Source excerpt

×
Convivium was a project of Cardus 2011‑2022, and is preserved here for archival purposes.
Search
Search
Dancing with Data: Fewer Sequins, Bigger PayoffsDancing with Data: Fewer Sequins, Bigger Payoffs

Dancing with Data: Fewer Sequins, Bigger Payoffs

I recently completed an experiment that turned out to be educational. Having tried various online learning environments over the years, I decided that the evolution of the platforms warranted another investment to see what had changed. I decided to sign up for Jeff Leek's Data Analysis on Coursera (Jeff Leek is a professor at the Johns Hopkins Bloomberg School of Public Health). My experience turned into an eight week evening and weekend wilderness tour through applied statistics, R programming, and data analysis. I did the assignments and quizzes, watched the videos, and completed the course.

Milton Friesen
2 minute read

Dancing with the Stars seems to be omnipresent on TV these days. I confess that, contrary to certain members of my household, I'm not a fan. The lesson I'll draw for this post is one very profound insight: different partners require different approaches in choreography, costumes, and complexity. When you dance with data, it is important to keep that lesson in mind.

I recently completed an experiment that turned out to be educational. Having tried various online learning environments over the years, I decided that the evolution of the platforms warranted another investment to see what had changed. I decided to sign up for Jeff Leek's Data Analysis on Coursera (Jeff Leek is a professor at the Johns Hopkins Bloomberg School of Public Health). My experience turned into an eight week evening and weekend wilderness tour through applied statistics, R programming, and data analysis. I did the assignments and quizzes, watched the videos, and completed the course.

Jobs
(1) Answer these questions using the Dancing with Data article:
(a) During which years was Convivium a project of Cardus?
(b) At which school is Jeff Leek a professor?
(c) According to the article, what three things must differ for different dance partners?
(2) Render this sentence from the Dancing with Data article in French: "When you dance with data, it is important to keep that lesson in mind."
(3) Write out the passage of the Dancing with Data article that starts at "Milton Friesen" and ends at "lesson in mind.".

Data shown
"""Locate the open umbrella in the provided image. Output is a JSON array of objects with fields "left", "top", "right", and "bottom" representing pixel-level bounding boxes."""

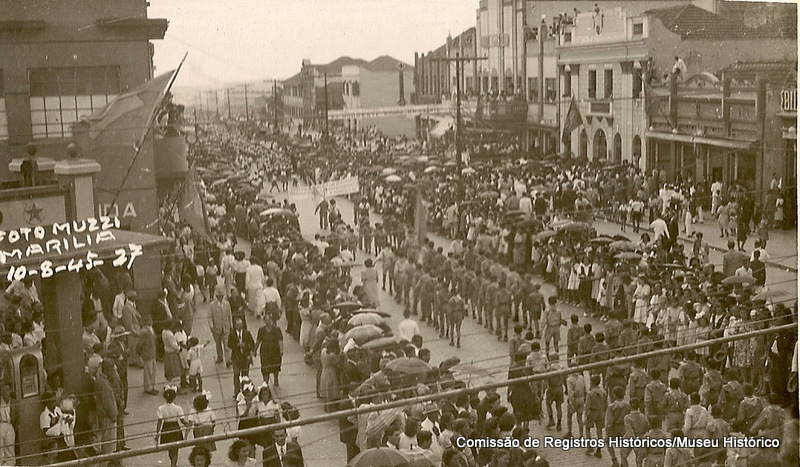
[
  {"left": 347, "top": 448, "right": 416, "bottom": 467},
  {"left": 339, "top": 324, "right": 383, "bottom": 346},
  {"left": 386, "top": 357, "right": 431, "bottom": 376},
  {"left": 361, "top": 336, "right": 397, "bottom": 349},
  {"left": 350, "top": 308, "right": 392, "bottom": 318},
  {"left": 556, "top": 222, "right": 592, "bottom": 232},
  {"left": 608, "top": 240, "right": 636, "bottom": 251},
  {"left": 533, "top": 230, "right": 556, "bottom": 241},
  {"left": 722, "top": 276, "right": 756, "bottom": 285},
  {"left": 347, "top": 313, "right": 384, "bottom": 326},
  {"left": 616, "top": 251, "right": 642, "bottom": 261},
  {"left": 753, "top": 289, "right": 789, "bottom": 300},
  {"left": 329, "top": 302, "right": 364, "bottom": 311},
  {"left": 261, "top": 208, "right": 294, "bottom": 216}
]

--

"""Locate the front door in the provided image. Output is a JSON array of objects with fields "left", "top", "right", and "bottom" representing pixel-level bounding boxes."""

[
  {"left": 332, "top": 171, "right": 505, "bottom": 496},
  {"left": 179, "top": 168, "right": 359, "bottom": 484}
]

--

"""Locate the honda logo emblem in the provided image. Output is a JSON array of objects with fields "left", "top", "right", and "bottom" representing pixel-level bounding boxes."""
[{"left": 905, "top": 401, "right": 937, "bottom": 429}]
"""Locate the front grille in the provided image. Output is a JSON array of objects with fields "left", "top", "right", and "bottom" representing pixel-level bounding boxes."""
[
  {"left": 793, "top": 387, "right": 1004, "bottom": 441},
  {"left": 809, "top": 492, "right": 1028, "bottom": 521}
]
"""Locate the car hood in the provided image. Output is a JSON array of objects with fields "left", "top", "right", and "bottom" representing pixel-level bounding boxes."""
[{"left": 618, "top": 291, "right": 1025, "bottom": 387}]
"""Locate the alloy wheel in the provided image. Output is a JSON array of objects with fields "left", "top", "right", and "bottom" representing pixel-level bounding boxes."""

Response list
(1)
(a) 2011 to 2022
(b) The Johns Hopkins Bloomberg School of Public Health
(c) Choreography, costumes, and complexity

(2) Lorsque vous dansez avec des données, il est important de garder cette leçon à l'esprit.

(3)
Milton Friesen
2 minute read

Dancing with the Stars seems to be omnipresent on TV these days. I confess that, contrary to certain members of my household, I'm not a fan. The lesson I'll draw for this post is one very profound insight: different partners require different approaches in choreography, costumes, and complexity. When you dance with data, it is important to keep that lesson in mind.